To be done:
**a.** Please extract the part of the web-scraping post below that begins at the words "# Bulletin board" and stops after "of the post.".
**b.** Answer these from the web-scraping post below:
(i) Which pages of the bulletin board does the loop fetch?
(ii) How many warnings were reported along with the error?
(iii) What does the error message say?

Passage shown start

I am doing web scraping.
Below is the code I used.
I wrote few comments on the comment.
library(httr)
library(rvest)
library(stringr)
# Bulletin board url
List.of.questions.url<- 'http://kin.naver.com/qna/list.nhn?m=noanswer&dirId=70108'
# Vector to store title and body
answers <- c()
# get the posts from page 1 to page 2.
for(i in 1:2){
url <- modify_url(List.of.questions.url, query=list(page=i))
list <- read_html(url, encoding = 'utf-8') #I think I encoded, but I'm getting an error.
# Gets the url of the post.
# TLS = title.links, CLS = content.links
TLS <- html_nodes(list, '.basic1 dt a')
CLS <- html_attr(TLS, 'href')
CLS <- paste0("http://kin.naver.com",CLS)
#Gets the required properties.
for(link in CLS){
h <- read_html(link)
# answer
answer <- html_text(html_nodes(h, '#contents_layer_1'))
answer <- str_trim(repair_encoding(answer)) #I think I encoded, but I'm getting an error.
answers<-c(answers,answer)
print(link)
}
}
However, this error occurs while scraping.
Maybe it's about encoding.
(But as I wrote in the comments, I think I did the encoding properly.)
[1] "http://kin.naver.com/qna/detail.nhn?d1id=7&dirId=70111&docId=280474910"
Error: No guess has more than 50% confidence
In addition: There were 43 warnings (use warnings() to see them)
> warnings()
1: In stringi::stri_conv(x, from = from) :
the Unicode codepoint \U000000a0 cannot be converted to destination encoding
2: In stringi::stri_conv(x, from = from) :
the Unicode codepoint \U000000a0 cannot be converted to destination encoding
3: In stringi::stri_conv(x, from = from) :
the Unicode codepoint \U000000a0 cannot be converted to destination encoding
4: In stringi::stri_conv(x, from = from) :
the Unicode codepoint \U000000a0 cannot be converted to destination encoding
5: In stringi::stri_conv(x, from = from) :
#All the same contents, so omitted
How do I fix it?
Thank you for your advice

Passage shown end
Dataset extract start

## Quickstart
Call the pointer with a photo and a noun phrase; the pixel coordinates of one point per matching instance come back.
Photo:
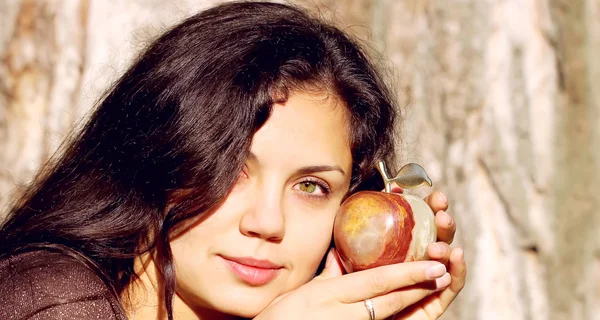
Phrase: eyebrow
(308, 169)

Dataset extract end
Dataset extract start

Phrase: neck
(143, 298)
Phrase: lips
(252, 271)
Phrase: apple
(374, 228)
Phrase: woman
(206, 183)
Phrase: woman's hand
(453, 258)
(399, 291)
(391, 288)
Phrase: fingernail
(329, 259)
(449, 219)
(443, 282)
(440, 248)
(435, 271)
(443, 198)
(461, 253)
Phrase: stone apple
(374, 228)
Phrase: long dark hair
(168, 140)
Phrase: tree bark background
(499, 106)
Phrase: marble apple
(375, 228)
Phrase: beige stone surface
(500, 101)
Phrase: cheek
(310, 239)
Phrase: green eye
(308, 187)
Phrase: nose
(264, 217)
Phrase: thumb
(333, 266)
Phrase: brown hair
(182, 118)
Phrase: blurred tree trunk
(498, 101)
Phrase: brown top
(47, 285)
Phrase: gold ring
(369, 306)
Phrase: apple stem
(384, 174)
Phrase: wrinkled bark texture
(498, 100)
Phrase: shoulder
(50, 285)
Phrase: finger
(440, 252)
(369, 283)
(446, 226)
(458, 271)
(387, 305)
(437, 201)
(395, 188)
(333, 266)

Dataset extract end
Dataset extract start

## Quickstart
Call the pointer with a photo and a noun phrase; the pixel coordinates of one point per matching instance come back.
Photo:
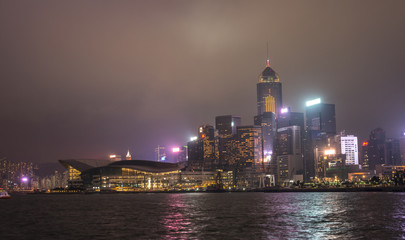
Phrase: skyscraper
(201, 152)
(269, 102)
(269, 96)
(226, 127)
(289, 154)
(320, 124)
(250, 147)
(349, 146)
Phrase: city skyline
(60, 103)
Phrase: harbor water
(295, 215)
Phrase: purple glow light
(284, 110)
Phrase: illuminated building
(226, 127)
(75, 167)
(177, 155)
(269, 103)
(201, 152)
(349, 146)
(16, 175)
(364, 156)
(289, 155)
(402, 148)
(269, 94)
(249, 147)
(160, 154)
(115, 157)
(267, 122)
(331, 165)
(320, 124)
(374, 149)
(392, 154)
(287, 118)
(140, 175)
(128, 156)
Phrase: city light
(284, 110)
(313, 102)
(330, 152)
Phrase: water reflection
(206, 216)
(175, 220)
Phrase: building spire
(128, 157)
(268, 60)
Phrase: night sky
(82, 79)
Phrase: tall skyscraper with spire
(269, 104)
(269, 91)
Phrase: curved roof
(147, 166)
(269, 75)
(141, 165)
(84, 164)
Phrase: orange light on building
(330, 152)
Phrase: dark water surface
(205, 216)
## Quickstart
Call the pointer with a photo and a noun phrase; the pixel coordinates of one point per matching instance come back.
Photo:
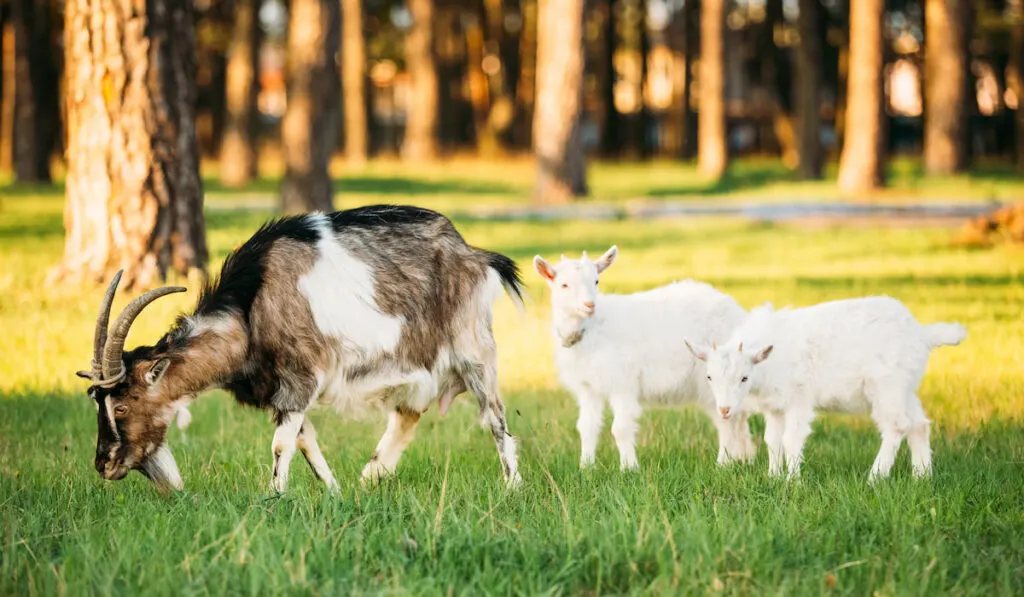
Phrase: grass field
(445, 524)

Dataset extract end

Task-by-task outputs:
**a.**
# Bulletin board url
List.of.questions.url<- 'http://kin.naver.com/qna/list.nhn?m=noanswer&dirId=70108'
# Vector to store title and body
answers <- c()
# get the posts from page 1 to page 2.
for(i in 1:2){
url <- modify_url(List.of.questions.url, query=list(page=i))
list <- read_html(url, encoding = 'utf-8') #I think I encoded, but I'm getting an error.
# Gets the url of the post.

**b.**
(i) Page 1 to page 2.
(ii) 43.
(iii) "No guess has more than 50% confidence"